> [PROBLEMS]
**a.** List every person named with both a first and a last name in the blog text below.
**b.** Pick up the blog text about the writer's moods and movies right after its final sentence, and keep going in the same voice.
++++ READING TEXT
Yet, I feel so much pity for the young men who felt that reality was so painful and so unbearable, that he had to allow himself to slip into something else, destroying other people's lives in the process, in order for him to continue this false sense of existence, of being alive.

"It is a painful thing we have here, this life that we have that we can't seem to understand. That we can never seem to control. But it is our life to live and no one else's. Only we get to decide the consequences our actions will bring." - Hensen Moer

Thursday, July 19, 2012

DKR

Dark Knight Rises completed.

I thought I attained nirvana when Batman and Bane started fighting. IF you know what I mean.

How can Hardy be so hot even without his face showing. That is some good eye acting there!

And Christian Bale. What more can I say. He makes me all kinds of aaaaaaahhhhhhhh.

I hate Anne Hathaway a little now.

Annoyed

Dammit.

I still so moody today. What the hell is wrong with me???

It is so frustrating that I am moody, and I don't know how to fix it.

Feel like grabbing and shaking myself angrily, just to make this shitty feeling go away.

Hey you! What's wrong?! WHAT'S FUCKING WRONG?!

ARRRRRRRRRRRRRRGH!!!

Wednesday, July 18, 2012

Batman!!! *deng deng deng deng*


Bale and Hardy!

Looking uber cool here. I am so glad Hardy finally did something about those facial hair. It was getting really scary there for a while. Now he looks like Eames again!

Also spotted two other sharp looking guys!

It's like a Inception reunion here!

It occurs to me just that JGL will always be Ten Things I Hate About You to me. He hasn't changed one bit. Still look like that teenage boy with the shy smile, who is trying to get with the object of his affections, albeit with unorthodox but hilarious methods.

Alright! I will be seeing you boys tomorrow! Except Cillian Murphy. I guess I will see him when I see him. Haha!

Attention Seeking Or Cry For Help?

I have absolutely no idea what is wrong with me. I feel frustrated, moody, and this sort-of-but-not-really anger seething underneath somewhere.

And the irony is things are actually going pretty well, I guess. There is actually nothing that I can really nitpick or complain about.

I have this weird thought that this is just my brains's psychopathic way of making me feel something because I am just so damn bored right now.
++++++++
++++ EXCERPTED DATA
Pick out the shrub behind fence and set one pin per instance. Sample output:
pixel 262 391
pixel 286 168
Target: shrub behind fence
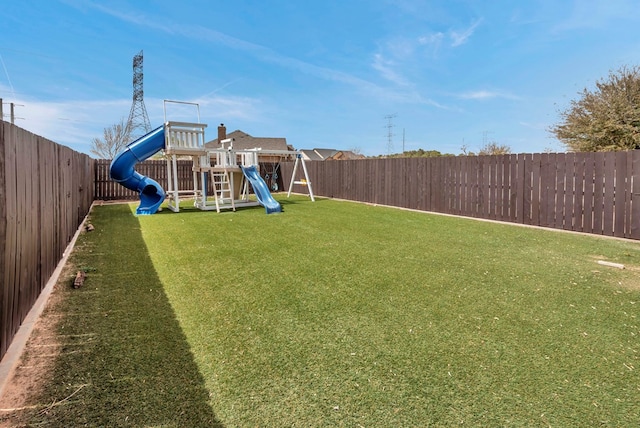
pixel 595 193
++++++++
++++ EXCERPTED DATA
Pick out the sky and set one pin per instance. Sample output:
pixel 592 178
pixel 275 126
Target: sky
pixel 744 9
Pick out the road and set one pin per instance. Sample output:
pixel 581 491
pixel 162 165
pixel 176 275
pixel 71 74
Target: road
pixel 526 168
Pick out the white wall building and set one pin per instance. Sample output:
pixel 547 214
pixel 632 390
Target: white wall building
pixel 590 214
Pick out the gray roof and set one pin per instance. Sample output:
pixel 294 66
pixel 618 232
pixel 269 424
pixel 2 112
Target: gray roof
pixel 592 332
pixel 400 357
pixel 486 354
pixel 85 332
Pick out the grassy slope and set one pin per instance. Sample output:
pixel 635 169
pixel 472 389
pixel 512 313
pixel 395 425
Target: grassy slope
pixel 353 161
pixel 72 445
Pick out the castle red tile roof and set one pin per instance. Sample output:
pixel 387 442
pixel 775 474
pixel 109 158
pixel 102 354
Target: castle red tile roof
++++++++
> [RESPONSES PER TASK]
**a.**
Hensen Moer
Christian Bale
Anne Hathaway
Cillian Murphy

**b.**
Why do I feel this way? Again, I have no clue.

I am going out with friends, I have a spanking new mean machine which allows me to play games AND watch movies at the same time, even have music playing at the same time if I am that sick. And I have been reading quite a bit and planning my US trip. Seems like I should have no room to feel bored at all.

But I just do.

I wish I understand myself a little better at times.

Sometimes I feel like I am this together person who is satisfied and happy with the way her life is going, and other times I just feel like a fucked up, self-loathing loser, shitting her life and her dreams away.

This is messed up. Bets in, how long before I suffer a breakdown and start stabbing people. I will give you really good odds!

Hypothetically speaking, just hypothetically, if I am really so inclined, IF I am to go on a serial killing spree, I think I would be the kind who goes about looking for women who looks like me and annihilating them. I don't know. I like myself pretty much, but I hate being me too.

Go figure.

Is it time for me to start seeing a shrink yet?

Tuesday, July 17, 2012

Let's Worship Chaos

I am so bored.

Time for a new obsession.

Everything seems a little too peaceful. A little too neat. I know I shouldn't wish for things to be different because well, wishes have a way of backfiring on you. But sometimes, it is just impossible to help it.

Routines can be so incredibly, mind-numbingly dull.

But then, what's new?

Wednesday, July 11, 2012

The Grand Before 29+1 Trip!

For someone who loves to travel, I don't really post as much as I like about my travels. Because it can get difficult for me to do so.

I am not really the kind who immediately whips out a camera to document every single moment during a trip, although I can get very trigger-happy in surroundings that I find breathtaking or unique.I prefer to soak in everything with my senses, and try to imprint the wonderful moments in my mind. And once I am home, I become lazy to try to organise my thoughts and memories in order enough to put them into words,

But I do so love to travel. And in 2012, I am planning to make a visit back to the States, a country from which many of the stuffs that has tremendous influence and inspiration for me originated from. I will be revisiting LA, Las Vegas, and hitting new places in California like San Jose and San Francisco.

Needless to say, I am really excited about this trip. It is the final trip of my 20s before I officially become old and dingy with the best company who I know will enjoy the States as much I do,so it is definitely going to be a memorable trip. Short of sharing my entire itinerary and risk getting kidnapped by a deranged stalker while I am there (thank you Criminal Minds for making me just bit too paranoid for my own good), there are a few places that I am excited about visiting.


Universal Studios! Had to give this a miss the last time round because we chose Disneyland instead. And after visiting the one here at home in Singapore and having a good time, I definitely want to visit the "original version".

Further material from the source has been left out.